§ **GIVEN TEXT**
Looks vs. Functionality
Ease of use and navigation will also determine the success of a project. “When designing an app or website, functionality is often placed above everything else. For the most part, this is a good thing. But that doesn’t mean you can ignore good design, or just slap together a generic-looking interface. Good User Interface (UI) design adds to the overall satisfaction of any web app. It is, in many ways, similar to good web design. The principles of colour theory, negative space and layout all still apply but UI design requires a bit more thought in many cases due to the interactivity it requires,” he says.
Nature and Scope
The goal of user interface design is to make the user's interaction as simple and efficient as possible, in terms of accomplishing user goals—what is often called user-centric design. Good user interface design facilitates finishing the task at hand without drawing unnecessary attention to itself. The design process must balance functionality and visual elements (e.g. a mental model) to create a system that is not only operational but also usable and adaptable to changing user needs. The scope goes beyond just smartphones or tablets. Interface design is involved in a wide range of projects from computer systems, to cars, to commercial planes; all of these involve the same basic human interactions, but also require unique skills and knowledge. As a result, designers tend to specialise in certain types of projects and have skills centred around their expertise, whether that be software design, user research, web design, or industrial design.
Skills and Career Prospects
Viren is optimistic that there will be increasing demand for UI Designers and every organisation will look at employing a UI or UX expert. If you wish to take this up as your career, you will have to be fluent in HTML, XHTML, CSS3, HTML5, Photoshop, and various wireframe tools such as iRise, Balsamiq and MockFlow. Apart from technical knowledge, Viren places equal importance on having hands-on experience with using devices such as mobiles, tablets, notebooks and PCs, where interface designing is required. He says, “User Experience design comes from the everyday problems and frustrations people have, and the creativity they adopt in solving them. Today's users expect applications which are oriented to their needs and make it easy for them to carry out their daily tasks. This demanding requirement can only be fulfilled by specialists who understand users, their tasks, and the underlying technology. If you do what you're supposed to do and you're boxed in, you're going to do that very well. But if pressed to do things that aren't in your normal job description, the challenge can push you to a new level of achievement.”
Social media management
The clout of social networking sites is at an all-time high and they have transformed the way we communicate and share information. They influence opinions—little wonder that marketers can’t risk overlooking this medium to communicate with their customers.

§ **TASKS AND EXERCISES**
a) In the article on interface design careers, which wireframe tools is a prospective UI designer expected to know?
b) Continue the article on interface design and social media management, picking up after its final sentence.

§ **Stored records**
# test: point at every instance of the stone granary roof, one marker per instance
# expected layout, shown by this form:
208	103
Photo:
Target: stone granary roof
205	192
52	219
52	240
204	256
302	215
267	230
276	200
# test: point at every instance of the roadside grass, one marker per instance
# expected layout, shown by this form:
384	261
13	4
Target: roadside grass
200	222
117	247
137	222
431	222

==

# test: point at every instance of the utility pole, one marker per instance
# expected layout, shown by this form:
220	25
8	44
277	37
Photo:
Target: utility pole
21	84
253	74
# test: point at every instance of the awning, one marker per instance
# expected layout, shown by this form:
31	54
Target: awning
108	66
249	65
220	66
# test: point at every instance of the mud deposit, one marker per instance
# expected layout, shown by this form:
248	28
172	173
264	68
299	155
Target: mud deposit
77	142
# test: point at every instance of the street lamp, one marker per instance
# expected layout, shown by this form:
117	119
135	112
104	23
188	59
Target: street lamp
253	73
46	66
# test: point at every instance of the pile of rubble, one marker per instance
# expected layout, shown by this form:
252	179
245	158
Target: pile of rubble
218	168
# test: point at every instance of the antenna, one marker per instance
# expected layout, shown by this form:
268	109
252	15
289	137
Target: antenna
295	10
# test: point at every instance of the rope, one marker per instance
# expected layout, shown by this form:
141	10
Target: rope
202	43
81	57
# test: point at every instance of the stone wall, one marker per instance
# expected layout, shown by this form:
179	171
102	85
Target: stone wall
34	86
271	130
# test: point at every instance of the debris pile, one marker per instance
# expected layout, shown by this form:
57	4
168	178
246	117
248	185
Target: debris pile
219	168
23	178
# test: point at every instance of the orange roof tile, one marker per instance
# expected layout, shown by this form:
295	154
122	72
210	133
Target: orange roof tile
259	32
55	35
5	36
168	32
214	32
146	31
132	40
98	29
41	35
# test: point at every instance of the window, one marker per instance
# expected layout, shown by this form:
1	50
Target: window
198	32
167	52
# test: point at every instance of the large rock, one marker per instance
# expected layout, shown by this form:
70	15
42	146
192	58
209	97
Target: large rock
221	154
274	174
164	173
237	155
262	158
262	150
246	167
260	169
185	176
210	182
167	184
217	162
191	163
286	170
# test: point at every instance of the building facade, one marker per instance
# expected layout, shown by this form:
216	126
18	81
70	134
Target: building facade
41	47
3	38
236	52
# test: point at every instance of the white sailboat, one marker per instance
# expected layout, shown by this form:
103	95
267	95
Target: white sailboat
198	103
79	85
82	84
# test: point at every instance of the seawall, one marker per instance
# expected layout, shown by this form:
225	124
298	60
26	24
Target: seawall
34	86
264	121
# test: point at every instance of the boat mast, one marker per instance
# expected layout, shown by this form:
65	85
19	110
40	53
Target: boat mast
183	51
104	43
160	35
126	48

§ **RESPONSES FOR EACH TASK**
a) iRise, Balsamiq and MockFlow.

b)
When Hareesh Tibrewala established Social Wavelength in 2009, most brands were not even aware that they might require such a service and didn’t think beyond creating a Facebook page. Hareesh used his past entrepreneurial skills to rope in the first few clients, who he admits gave him business only on faith. His task was then to prove the worth of the medium by bringing value to their brands. Today, Social Wavelength handles social media for some of the most prestigious brands in India. Hareesh is a bachelor of engineering from VJTI and has a Master of Science degree from the University of Southern California, USA. He has been a serial entrepreneur, first launching a human asset management company and then an e-commerce site before co-founding Social Wavelength.
Hareesh Tibrewala, Joint CEO, Social Wavelength
There are two things that you require. First, to understand social media at the grassroots level, and second, to practice. You need to be active and experiment.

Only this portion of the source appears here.